**Required tasks:**
[1] In the article on white pants with a jacket, which shirt colors does the writer favor?
[2] Retype the part of the article on white pants with a jacket that opens with the words containing "It’s a forgiving" and closes with "avoid slushy days.", without changing anything.
[3] List every color that the article on white pants with a jacket names in its paragraph about shirts.

___ Provided passage ___

Since we all know it’s just fine to wear white after Labor Day, let’s take a moment to discuss how to pair white pants and a jacket. White is an excellent choice for late summer and early fall, and is a solid staple for both daytime and casual evening looks, particularly when white trousers are paired with a jacket.
It’s a forgiving base for any combination, and if you can keep them clean they’ll be as versatile as your favorite grey trousers without any business connotations. I myself favor a no-break or even slightly cropped (not highwater) trouser hem, particularly for a lightweight pant. White or off-white trousers in heavier fabrics such as flannels (yes, you can wear white into winter) take well to a range of autumnal colors, so you can keep wearing them through the winter – just avoid slushy days.
For casual summer looks, it’s easiest to pair a lightweight or unstructured jacket, as a relaxed shape adds to the breeziness. However, that doesn’t mean that strong tailoring looks out of place with white – on the contrary, a sharp jacket – particularly a double-breasted jacket – can work equally well.
Keep in mind that a white shirt likely won’t be the best choice when wearing white pants and a jacket. I favor blues and greens, as these colors don’t immediately connote golf courses the way brighter colors – such as a pink – might. In particular, I find that a washed chambray – or even a midnight navy for an evening outfit – looks good with a wide range of jacket connotations and offers enough versatility that you don’t look as though you’re permanently stuck at a barbecue.

___ Records supplied ___

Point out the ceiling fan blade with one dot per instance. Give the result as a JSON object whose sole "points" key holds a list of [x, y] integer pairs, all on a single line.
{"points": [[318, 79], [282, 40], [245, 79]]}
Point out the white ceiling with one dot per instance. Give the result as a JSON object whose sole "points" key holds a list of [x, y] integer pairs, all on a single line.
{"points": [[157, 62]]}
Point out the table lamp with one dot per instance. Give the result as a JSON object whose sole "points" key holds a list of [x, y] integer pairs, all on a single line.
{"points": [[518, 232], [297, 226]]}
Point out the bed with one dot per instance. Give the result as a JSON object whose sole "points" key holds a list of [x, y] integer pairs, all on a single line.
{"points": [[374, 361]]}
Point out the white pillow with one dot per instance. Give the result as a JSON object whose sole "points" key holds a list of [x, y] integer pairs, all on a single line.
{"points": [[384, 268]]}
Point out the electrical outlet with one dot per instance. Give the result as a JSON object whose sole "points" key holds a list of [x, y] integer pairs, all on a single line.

___
___ Records supplied ___

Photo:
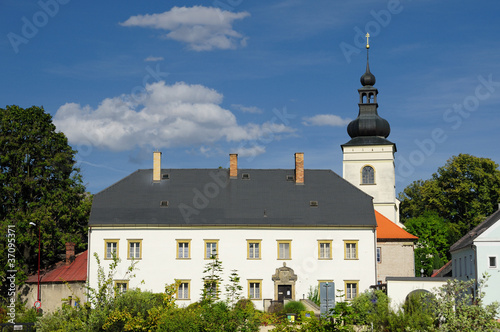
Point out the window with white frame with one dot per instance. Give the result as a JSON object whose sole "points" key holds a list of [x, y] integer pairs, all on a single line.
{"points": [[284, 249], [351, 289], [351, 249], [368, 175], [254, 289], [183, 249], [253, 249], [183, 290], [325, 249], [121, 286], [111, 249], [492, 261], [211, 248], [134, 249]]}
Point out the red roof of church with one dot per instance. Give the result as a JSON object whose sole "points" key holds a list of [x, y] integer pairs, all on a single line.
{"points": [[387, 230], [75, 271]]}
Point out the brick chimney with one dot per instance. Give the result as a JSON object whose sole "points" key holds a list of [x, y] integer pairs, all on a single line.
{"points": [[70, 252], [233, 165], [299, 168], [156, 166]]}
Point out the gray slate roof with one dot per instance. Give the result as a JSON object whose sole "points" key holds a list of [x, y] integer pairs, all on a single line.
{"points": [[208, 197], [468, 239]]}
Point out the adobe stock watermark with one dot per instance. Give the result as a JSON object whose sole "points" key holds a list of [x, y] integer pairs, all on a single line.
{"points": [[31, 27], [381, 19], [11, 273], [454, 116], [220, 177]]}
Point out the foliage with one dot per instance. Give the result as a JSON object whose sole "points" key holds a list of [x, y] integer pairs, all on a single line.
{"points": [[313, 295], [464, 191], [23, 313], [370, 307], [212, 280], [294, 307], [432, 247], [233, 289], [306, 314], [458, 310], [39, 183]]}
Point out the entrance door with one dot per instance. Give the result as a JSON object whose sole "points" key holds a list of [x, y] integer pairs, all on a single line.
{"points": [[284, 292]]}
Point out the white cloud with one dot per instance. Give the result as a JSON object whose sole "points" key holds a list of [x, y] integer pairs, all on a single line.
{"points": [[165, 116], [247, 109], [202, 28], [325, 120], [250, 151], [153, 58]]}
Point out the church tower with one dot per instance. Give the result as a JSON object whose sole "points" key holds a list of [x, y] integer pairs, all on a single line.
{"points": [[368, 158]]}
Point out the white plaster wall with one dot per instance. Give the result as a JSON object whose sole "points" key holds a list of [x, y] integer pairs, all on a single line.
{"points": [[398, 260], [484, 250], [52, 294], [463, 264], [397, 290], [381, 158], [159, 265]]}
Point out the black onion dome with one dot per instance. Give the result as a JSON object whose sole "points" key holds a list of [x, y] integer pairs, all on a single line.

___

**Task results:**
[1] Blues and greens.

[2]
It’s a forgiving base for any combination, and if you can keep them clean they’ll be as versatile as your favorite grey trousers without any business connotations. I myself favor a no-break or even slightly cropped (not highwater) trouser hem, particularly for a lightweight pant. White or off-white trousers in heavier fabrics such as flannels (yes, you can wear white into winter) take well to a range of autumnal colors, so you can keep wearing them through the winter – just avoid slushy days.

[3] White, blues, greens, pink, midnight navy